*READING TEXT:*
Fixed vs. Growth Mindset: Which is Better and Why it Matters?

The view you adopt for yourself profoundly affects the way you lead your life. – Carol S. Dweck

Fixed vs. Growth Mindset: What is it?

Do you have a fixed or growth mindset? Does it even matter? Well, it does according to Carol Dweck who is the author of Mindset: The New Psychology of Success.

Within her best selling book, Carol mentions that we all either have a fixed or growth mindset. The distinction between the two is of course of paramount importance as it influences how you think about the world, think about life, respond to adversity, and how you adapt to changes in your environment.

How we adapt to adversity and to changes within our environment effectively determines how successful we potentially become in any field of endeavor. Moreover, it determines how much of our potential we are able to access to help us accomplish our personal goals and objectives.

We develop our preference for a fixed or growth mindset early in life. During childhood, certain life experiences and the influence of our peers shapes our preference for one mindset over the other. This, of course, doesn’t mean that we cannot change or shift our mindset preference as adults. Change is always very possible but can be difficult for those who have deeply ingrained patterns and beliefs that shape how they think and respond to circumstances.

Awareness is, of course, the first step to change. Becoming aware of how you think and respond to circumstances can be the catalyst that brings about a shift in the way you approach your life.

The purpose of this article is to help raise your awareness of the existence of these two mindsets. Once you become aware of them you can then use this knowledge as a catalyst to make positive changes moving forward. We will specifically break down the fixed and growth mindset and discuss how they differ in terms of beliefs, habits and overall approach to life and circumstances.

*EXERCISE TASKS:*
• a. Decide whether each statement below agrees with the mindset article, answering yes or no and quoting the words of the text that settle it.
(i) Carol Dweck holds that everyone has either a fixed or a growth mindset.
(ii) Adults are unable to change their mindset preference.
(iii) Awareness is the last step to change.
• b. List every aspect of a person's life that the mindset article says the distinction between the two mindsets influences.
• c. Answer these questions from the mindset article.
(i) What is the title of Carol Dweck's book?
(ii) What two things during childhood shape our preference for one mindset over the other?
(iii) What does the article give as its purpose?

*RECORDS PROVIDED:*
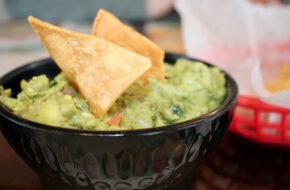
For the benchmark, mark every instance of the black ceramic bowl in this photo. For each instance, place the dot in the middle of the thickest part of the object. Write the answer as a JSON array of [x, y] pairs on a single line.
[[159, 158]]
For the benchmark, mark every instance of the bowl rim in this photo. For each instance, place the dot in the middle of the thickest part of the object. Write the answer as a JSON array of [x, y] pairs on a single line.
[[229, 102]]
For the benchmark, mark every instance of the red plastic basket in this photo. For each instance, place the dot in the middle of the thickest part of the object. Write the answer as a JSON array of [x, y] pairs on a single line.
[[261, 122]]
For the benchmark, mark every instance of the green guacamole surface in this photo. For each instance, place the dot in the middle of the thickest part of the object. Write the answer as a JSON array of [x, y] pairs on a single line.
[[190, 90]]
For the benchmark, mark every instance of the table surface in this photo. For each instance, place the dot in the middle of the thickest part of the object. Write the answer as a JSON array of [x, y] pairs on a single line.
[[235, 165]]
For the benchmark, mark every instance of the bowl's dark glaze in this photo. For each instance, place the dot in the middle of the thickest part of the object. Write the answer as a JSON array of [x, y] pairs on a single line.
[[162, 158]]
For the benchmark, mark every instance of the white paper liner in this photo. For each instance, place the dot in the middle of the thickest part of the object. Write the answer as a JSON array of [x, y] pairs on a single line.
[[245, 39]]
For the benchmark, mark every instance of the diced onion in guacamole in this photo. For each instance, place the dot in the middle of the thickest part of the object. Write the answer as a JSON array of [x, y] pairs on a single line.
[[190, 90]]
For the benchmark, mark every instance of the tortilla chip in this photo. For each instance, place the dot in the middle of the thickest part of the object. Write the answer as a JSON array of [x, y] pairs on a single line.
[[110, 28], [55, 42], [101, 70]]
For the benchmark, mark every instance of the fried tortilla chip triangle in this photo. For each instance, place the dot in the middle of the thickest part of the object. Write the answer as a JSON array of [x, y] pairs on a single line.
[[101, 70], [110, 28]]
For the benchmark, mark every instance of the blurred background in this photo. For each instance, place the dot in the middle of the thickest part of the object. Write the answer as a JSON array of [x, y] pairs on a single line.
[[233, 34]]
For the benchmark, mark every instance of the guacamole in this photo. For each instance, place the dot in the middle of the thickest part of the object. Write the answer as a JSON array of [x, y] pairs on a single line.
[[190, 90]]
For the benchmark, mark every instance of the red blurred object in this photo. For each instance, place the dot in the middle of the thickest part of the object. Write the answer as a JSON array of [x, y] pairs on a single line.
[[261, 122]]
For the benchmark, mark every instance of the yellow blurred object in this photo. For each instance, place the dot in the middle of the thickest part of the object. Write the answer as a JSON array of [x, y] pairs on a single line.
[[282, 81]]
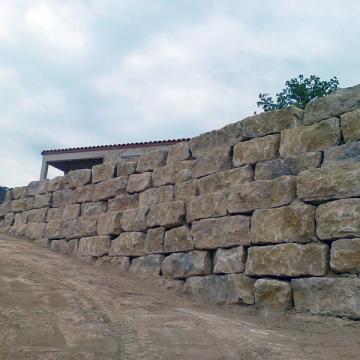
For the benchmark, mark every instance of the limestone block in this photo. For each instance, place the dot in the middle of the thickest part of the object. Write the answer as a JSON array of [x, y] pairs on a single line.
[[156, 195], [226, 289], [71, 212], [338, 219], [206, 206], [151, 160], [221, 232], [256, 150], [109, 223], [123, 202], [168, 214], [293, 223], [271, 122], [139, 182], [154, 242], [291, 165], [134, 219], [350, 125], [333, 182], [184, 265], [229, 260], [94, 246], [225, 180], [328, 296], [337, 103], [345, 256], [178, 239], [273, 295], [309, 138], [103, 172], [262, 194], [288, 260], [145, 266], [129, 244]]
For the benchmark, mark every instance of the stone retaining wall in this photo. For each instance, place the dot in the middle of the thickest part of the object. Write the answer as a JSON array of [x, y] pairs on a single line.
[[263, 212]]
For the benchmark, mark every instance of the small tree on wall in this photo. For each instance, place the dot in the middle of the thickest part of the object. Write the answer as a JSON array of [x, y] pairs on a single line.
[[298, 92]]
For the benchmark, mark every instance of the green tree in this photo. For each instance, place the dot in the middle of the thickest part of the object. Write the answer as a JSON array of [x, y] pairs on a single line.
[[298, 92]]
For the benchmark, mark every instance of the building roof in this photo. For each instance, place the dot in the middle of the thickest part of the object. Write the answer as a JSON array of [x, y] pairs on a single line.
[[115, 146]]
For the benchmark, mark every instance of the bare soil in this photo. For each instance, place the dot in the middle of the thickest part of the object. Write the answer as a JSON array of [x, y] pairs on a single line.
[[58, 307]]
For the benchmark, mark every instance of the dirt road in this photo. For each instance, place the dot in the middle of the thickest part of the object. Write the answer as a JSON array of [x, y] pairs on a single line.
[[57, 307]]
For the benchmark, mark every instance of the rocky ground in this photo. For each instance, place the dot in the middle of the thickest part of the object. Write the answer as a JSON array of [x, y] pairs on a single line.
[[57, 307]]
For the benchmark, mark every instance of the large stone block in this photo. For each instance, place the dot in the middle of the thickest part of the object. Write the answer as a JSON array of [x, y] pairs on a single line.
[[291, 165], [168, 214], [225, 180], [226, 289], [206, 206], [129, 244], [294, 223], [256, 150], [333, 182], [309, 138], [178, 239], [94, 246], [345, 256], [338, 219], [221, 232], [337, 103], [288, 260], [184, 265], [229, 260], [328, 296], [262, 194]]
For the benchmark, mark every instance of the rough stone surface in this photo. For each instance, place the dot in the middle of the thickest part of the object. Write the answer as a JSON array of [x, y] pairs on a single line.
[[256, 150], [205, 206], [184, 265], [309, 138], [338, 219], [294, 223], [288, 260], [229, 260], [328, 296], [327, 183], [262, 194], [221, 232]]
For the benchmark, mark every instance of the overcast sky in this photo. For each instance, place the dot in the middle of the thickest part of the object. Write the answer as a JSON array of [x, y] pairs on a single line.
[[77, 73]]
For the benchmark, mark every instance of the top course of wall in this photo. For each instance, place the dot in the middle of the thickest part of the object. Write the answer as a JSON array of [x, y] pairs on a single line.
[[263, 212]]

*ANSWERS TO THE EXERCISES:*
• a.
(i) Yes: "Carol mentions that we all either have a fixed or growth mindset"
(ii) No: "This, of course, doesn’t mean that we cannot change or shift our mindset preference as adults."
(iii) No: "Awareness is, of course, the first step to change."

• b.
- How you think about the world
- How you think about life
- How you respond to adversity
- How you adapt to changes in your environment

• c.
(i) Mindset: The New Psychology of Success
(ii) Certain life experiences and the influence of our peers
(iii) To help raise your awareness of the existence of these two mindsets